Teks yang Ditampilkan:
Quantcast
Channel: Prides Online Community
Viewing all articles
Browse latest Browse all 1976

Tradisi Unik Adzan pitu ( 7 Muazin azan sekaligus )

$
0
0
Tahukah anda sobat ? Masjid Agung Sang Cipta Rasa Cirebon memiliki Tradisi unik sampai sekarang,

yaitu Azan pitu ( 7 Muazin azan sekaligus ), silahkan sempatkan mampir sholat jum'at di Masjid Cipta Rasa apabila kebtulan melintas kota cirebon

Tradisi "Adzan Pitu"

Hari itu tepat hari Jum'at, seluruh umat muslim terutama bagi kaum lelaki diwajibkan shalat Jum'at berjamaah di Masjid. Begitu juga dengan masyarakat yang ada di wilayah Cirebon, tepatnya di daerah sekitar Keraton Kasepuhan Cirebon. Terletak tidak begitu jauh dari Komplek Keraton Kasepuhan, berdiri dengan kokohnya Masjid Agung Sang Cipta Rasa. Masjid yang dibangun pada sekitar tahun 1480 M itu sampai sekarang masih tetap digunakan oleh masyarakat Cirebon sebagai tempat beribadah sekaligus tempat berlangsungnya beberapa ritual keagamaan lainnya.

Selain arsitekturnya yang khas bercorak Hindu, di Masjid Agung Sang Cipta ini juga memiliki keunikan lain yaitu adanya tradisi Adzan Pitu. Adzan yang dilakukan oleh 7 orang secara bersamaan ini mungkin satu-satunya di Indonesia, bahkan di seluruh dunia. Tradisi adzan pitu ini sudah berlangsung secara turun-temurun selama kurang lebih lima ratus tahun. Pada awalnya, adzan pitu ini dilakukan setiap datangnya waktu shalat, termasuk shalat wajib 5 waktu. Namun pada saat ini, tradisi adzan pitu hanya dilakukan pada saat shalat jum'at saja, pada adzan yang pertama.

Tidak banyak sumber yang menjelaskan tentang tradisi adzan pitu ini, namun dari beberapa yang ada secara keseluruhan munculnya tradisi adzan pitu tidak terlepas dari peran Sunan Gunung Jati yang ketika itu menjadi pemuka agama sekaligus raja di Kerajaan Cirebon yang pada waktu itu bernama Keraton Pakungwati.

Bahan Sumber:

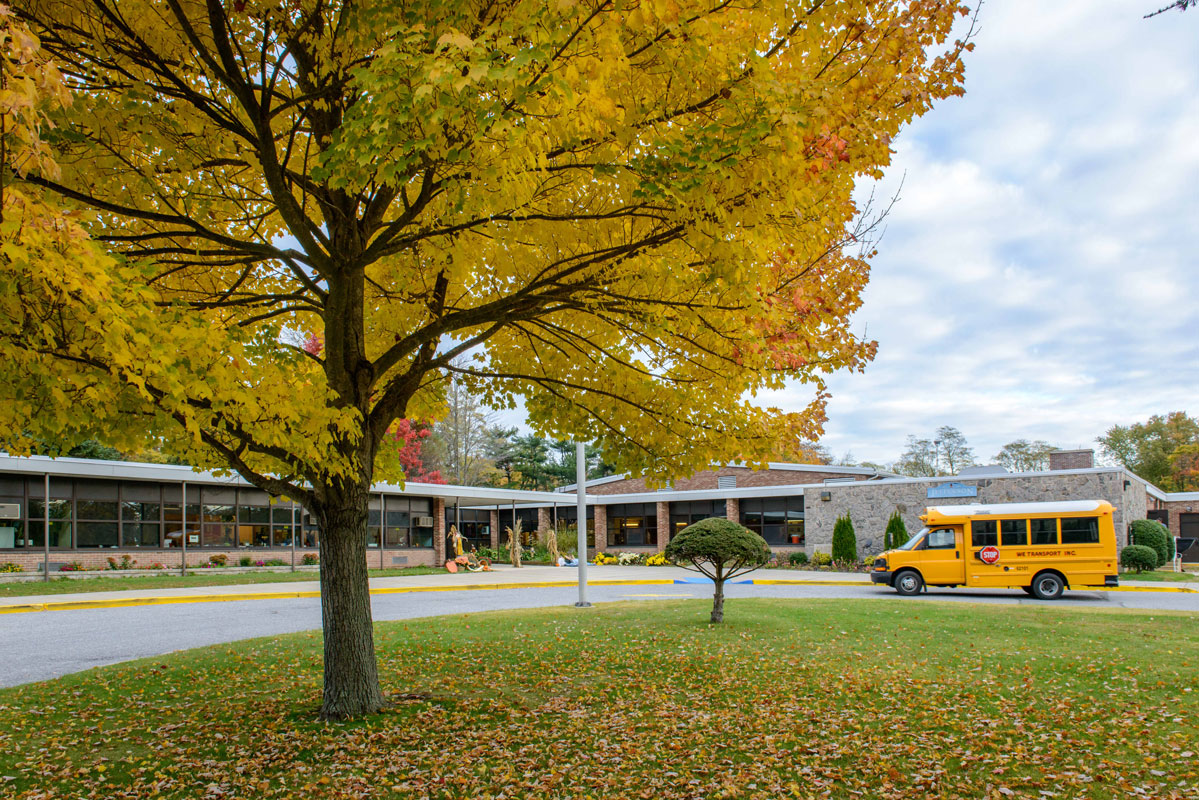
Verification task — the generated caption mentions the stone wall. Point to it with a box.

Permintaan Tertulis: Menurut teks tentang tradisi Adzan Pitu, kapan tradisi itu dilakukan pada saat ini? Data ini merupakan bahan tersendiri yang terpisah dari teks.

Hasil Latihan: Hanya pada saat shalat Jum'at, pada adzan yang pertama.